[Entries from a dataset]
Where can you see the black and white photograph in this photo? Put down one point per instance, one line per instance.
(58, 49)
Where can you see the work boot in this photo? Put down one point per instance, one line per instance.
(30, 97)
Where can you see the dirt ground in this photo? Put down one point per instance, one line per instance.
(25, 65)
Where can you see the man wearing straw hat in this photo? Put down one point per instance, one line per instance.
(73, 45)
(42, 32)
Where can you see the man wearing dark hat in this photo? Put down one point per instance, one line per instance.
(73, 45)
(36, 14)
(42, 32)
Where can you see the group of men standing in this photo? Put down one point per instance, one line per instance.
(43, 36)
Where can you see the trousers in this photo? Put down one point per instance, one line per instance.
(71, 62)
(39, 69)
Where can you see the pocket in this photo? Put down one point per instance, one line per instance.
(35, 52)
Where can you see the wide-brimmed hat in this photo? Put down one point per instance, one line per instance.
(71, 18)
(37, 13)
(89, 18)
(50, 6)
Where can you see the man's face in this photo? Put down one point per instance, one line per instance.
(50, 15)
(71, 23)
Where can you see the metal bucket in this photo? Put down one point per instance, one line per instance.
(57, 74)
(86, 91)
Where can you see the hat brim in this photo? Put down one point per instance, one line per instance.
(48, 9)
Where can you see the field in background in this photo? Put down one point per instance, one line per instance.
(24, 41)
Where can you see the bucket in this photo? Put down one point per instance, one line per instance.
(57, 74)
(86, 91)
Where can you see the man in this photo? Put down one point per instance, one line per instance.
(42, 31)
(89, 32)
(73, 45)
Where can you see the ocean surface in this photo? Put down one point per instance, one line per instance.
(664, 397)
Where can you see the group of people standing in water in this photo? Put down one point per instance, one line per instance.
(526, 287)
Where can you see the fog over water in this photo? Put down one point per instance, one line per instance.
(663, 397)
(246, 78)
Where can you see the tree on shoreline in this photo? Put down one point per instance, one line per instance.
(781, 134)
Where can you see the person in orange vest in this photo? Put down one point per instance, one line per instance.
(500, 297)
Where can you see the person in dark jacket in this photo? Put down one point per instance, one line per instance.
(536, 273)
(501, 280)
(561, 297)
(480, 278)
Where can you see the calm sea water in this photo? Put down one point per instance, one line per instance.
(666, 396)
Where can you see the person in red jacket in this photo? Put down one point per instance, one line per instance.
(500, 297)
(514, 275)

◆ AIM OF THE EXERCISE
Transcribe every entry verbatim.

◆ RESULT OF THIS TASK
Where can you see the black and white photograph in this photo? Put down one point per instance, one line per instance.
(58, 49)
Where can you see the work boot in this photo? Put down one point per instance, one line per instance.
(30, 97)
Where can you see the dirt ground in this photo? Put down one point per instance, one line per instance.
(25, 65)
Where can you see the man wearing straw hat in this photo? Put down one point per instance, one line per instance.
(73, 45)
(42, 32)
Where can you see the man wearing dark hat in this photo? Put down one point per instance, one line per instance.
(73, 45)
(36, 14)
(42, 32)
Where can you see the group of men standing in this photo? Put down one point per instance, one line per instance.
(43, 36)
Where can you see the trousers in this photo? Put down one point per instance, one line per instance.
(71, 62)
(39, 69)
Where can you see the pocket in this photo? Put down one point per instance, one line per instance.
(35, 52)
Where can you see the wide-brimmed hat in this photo? Put down one point per instance, one line per instance.
(71, 18)
(37, 13)
(89, 18)
(50, 6)
Where can you see the man's face in this photo? Put down one point per instance, one line per instance.
(50, 15)
(71, 23)
Where can you see the metal bucket in this photo? Put down one point per instance, one line per instance.
(57, 74)
(86, 91)
Where can you see the hat brim in this photo? Put down one point per instance, one line per instance.
(48, 9)
Where can you see the field in background in this photo? Put down one point per instance, one line per instance.
(24, 41)
Where can you see the bucket in this photo? Put down one point per instance, one line per instance.
(57, 74)
(86, 91)
Where can you see the man in this photo? Put down one point per instance, one line per instance.
(42, 31)
(89, 32)
(73, 45)
Where can you see the ocean surface in this photo? Put down one point per instance, one line per instance.
(664, 397)
Where can you see the group of people standing in water in this photo? Put down one point per instance, one line per instance.
(526, 287)
Where can you see the fog over water in this photo? Put down one point per instance, one line per instance.
(663, 397)
(246, 78)
Where can you see the tree on shoreline in this photo? Put down one point per instance, one line per instance.
(781, 134)
Where can you see the person in orange vest in this photo? Put down one point per instance, one line per instance.
(500, 297)
Where can you see the person in dark jacket in this photo? Put down one point per instance, one line per instance.
(536, 273)
(501, 280)
(561, 297)
(480, 278)
Where can you see the calm sea water in this photo? Put down one point per instance, one line per instance.
(666, 396)
Where can you see the person in red jacket in this photo? Put down one point per instance, one line per instance.
(500, 297)
(514, 275)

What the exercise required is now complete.